▶ [Textauszug]

Ich möchte dir den Java-Editor empfehlen. Den benutze ich, um mal auf die Schnelle eine Beispielklasse für das Forum zu schreiben.
Ich halte ihn für den Einstieg durchaus für geeignet. Er bietet neben einer eingebetteten Compiler-Funktion auch Codevervollständigung, UML, einen (unbrauchbaren) GUI-Editor, einen Jar-Packer, natürlich Syntaxhighlighting und einige andere Dinge mehr.


----------



## KingOfExceptions (1. Mai 2012)

Je nachdem, wie erfahren du wirklich schon mit JAVA bist, würde ich dir für den Anfang den ganz normalen Editor von Windows empfehlen und das ganze dann mit der cmd starten. So habe ich das am Anfang auch gemacht. Es hilft dabei, Exceptions besser zu verstehen und Grundlagen zu vermitteln, dass ein Programm z.B. erst einmal compiliert werden muss, Eclipse macht das eine im anderen zusammen. Das kann vorallem zu Anfang sehr verwirrend sein.

▶ [Aufgabenstellung] Wie geht die Forumsdiskussion über Java-Editoren für Einsteiger nach ihrem letzten Satz weiter? Nimm sie an dieser Stelle wieder auf und schreib sie fort.

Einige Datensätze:
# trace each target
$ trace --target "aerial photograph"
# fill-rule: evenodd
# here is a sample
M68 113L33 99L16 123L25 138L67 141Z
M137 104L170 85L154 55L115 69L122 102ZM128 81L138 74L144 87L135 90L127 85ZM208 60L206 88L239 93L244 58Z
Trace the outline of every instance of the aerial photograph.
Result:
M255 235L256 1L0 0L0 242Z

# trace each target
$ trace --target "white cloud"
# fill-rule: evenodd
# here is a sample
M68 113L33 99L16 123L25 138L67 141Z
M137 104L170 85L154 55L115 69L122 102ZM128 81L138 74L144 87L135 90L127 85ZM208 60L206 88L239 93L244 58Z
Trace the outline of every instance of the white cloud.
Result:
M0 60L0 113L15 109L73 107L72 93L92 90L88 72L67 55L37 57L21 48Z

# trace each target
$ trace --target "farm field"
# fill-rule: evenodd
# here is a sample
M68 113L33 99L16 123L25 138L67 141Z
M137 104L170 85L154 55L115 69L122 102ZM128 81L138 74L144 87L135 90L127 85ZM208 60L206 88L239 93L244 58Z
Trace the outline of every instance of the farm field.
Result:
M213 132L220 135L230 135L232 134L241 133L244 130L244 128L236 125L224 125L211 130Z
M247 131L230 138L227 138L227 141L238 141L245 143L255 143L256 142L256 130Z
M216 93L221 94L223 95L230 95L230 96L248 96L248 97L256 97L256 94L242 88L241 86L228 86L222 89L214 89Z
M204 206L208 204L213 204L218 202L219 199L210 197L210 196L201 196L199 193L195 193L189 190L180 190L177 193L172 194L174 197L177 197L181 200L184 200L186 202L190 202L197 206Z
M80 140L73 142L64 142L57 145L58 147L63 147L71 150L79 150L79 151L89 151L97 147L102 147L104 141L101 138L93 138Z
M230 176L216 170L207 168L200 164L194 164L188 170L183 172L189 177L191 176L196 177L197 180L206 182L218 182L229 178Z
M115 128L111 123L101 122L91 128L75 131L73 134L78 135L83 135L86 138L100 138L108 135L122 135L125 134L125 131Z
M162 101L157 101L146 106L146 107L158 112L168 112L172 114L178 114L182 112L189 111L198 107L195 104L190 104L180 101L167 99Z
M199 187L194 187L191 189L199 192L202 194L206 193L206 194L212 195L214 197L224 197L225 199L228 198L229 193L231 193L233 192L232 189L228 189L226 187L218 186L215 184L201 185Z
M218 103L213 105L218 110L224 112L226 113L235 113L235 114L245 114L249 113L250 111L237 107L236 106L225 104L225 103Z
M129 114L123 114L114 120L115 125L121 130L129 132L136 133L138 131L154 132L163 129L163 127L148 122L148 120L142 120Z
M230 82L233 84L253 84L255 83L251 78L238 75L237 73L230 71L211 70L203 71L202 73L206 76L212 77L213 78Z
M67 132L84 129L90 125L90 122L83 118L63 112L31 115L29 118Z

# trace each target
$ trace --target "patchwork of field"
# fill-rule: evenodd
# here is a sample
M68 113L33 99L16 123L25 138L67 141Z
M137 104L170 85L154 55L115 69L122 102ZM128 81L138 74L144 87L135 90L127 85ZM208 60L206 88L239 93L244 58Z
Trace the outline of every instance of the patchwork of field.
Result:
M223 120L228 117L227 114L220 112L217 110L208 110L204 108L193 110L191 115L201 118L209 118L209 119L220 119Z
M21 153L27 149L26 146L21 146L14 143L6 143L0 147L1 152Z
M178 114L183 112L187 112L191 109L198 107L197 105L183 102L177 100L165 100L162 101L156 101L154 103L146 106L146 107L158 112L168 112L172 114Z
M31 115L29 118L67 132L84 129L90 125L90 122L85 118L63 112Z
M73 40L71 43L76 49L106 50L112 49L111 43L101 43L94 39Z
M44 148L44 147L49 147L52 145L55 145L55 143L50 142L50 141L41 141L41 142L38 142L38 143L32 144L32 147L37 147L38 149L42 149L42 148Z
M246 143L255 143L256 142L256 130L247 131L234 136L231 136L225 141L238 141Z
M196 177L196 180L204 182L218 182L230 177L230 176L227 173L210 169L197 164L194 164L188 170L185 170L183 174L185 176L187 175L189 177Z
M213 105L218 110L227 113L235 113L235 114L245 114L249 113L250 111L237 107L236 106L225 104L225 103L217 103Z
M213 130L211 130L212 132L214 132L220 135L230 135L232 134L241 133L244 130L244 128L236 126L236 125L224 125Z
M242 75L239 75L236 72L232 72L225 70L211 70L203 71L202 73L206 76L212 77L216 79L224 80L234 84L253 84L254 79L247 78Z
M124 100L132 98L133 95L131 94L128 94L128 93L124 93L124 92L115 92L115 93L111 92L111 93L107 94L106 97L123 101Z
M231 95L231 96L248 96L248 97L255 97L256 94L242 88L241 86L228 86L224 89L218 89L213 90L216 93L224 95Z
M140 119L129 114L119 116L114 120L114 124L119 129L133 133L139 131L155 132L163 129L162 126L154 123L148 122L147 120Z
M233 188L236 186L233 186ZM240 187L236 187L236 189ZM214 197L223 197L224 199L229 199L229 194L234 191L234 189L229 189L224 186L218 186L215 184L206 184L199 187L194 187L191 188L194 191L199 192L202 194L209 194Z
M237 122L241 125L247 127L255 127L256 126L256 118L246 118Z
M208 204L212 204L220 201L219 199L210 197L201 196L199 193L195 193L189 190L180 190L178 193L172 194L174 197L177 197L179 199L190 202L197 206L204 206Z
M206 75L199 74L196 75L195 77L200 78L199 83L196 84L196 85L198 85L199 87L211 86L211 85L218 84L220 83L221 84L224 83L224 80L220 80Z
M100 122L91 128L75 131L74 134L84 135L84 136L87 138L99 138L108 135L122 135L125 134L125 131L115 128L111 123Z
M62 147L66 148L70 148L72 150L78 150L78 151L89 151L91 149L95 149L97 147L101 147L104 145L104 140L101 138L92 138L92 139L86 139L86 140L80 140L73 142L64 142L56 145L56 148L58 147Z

▶ [Lösung]
Bei Programm über 150 Zeilen würde ich aber dann wirklich mich in Eclipse einarbeiten, hat bei mir auch ein bisschen gedauert, aber es nimmt einem echt viel Arbeit ab und man kann sich dann viel besser auf das eigentliche Programmieren konzentrieren, als dass man sich ständig mit nervenden Exceptions auseinandersetzten muss.


----------



## Gast2 (1. Mai 2012)

L-ectron-X hat gesagt.:
			
		

> Ich möchte dir den Java-Editor empfehlen.


Dem kann ich mich anschließen. Für den Anfang ist der sehr übersichtlich und leicht verständlich.


----------



## GUI-Programmer (1. Mai 2012)

Kann mich eigentlich fast allen anschließen (erstmal Notepad++ oder Notepad2 oder JavaEditor, später dann Eclipse... etc.)! Nur deine letzte Aussage gefällt mit nicht:





			
				henry681997 hat gesagt.:
			
		

> dann werde ich einmal blueJ ausprobieren



Nein, lieber nicht, ist aber meine Meinung! Sehr interessant für dich: (IDE) BlueJ wirklich geeignet für einsteiger ?


----------



## ThreadPool (1. Mai 2012)

henry681997 hat gesagt.:


> [...]
> Ich lerne gerade in meinem Buch etwas über Java, und ich soll jetzt einen Javacode eintippen.
> Problem: Es wird kein Editor genannt, und woher soll ich jetzt wissen, wie ich so eine Datei erstelle?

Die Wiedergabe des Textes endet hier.